◆ **Written task**
Replace "drop a point" with "place a marker" everywhere it appears in the items below, leaving every other word unchanged.

>> BEGIN

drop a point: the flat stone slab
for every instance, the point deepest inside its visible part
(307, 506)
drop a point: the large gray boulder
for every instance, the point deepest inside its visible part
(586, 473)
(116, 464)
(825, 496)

>> END

◆ **The reply**
place a marker: the flat stone slab
for every instance, the point deepest inside its visible part
(307, 506)
place a marker: the large gray boulder
for every instance, the point deepest inside its visible part
(586, 473)
(116, 464)
(825, 496)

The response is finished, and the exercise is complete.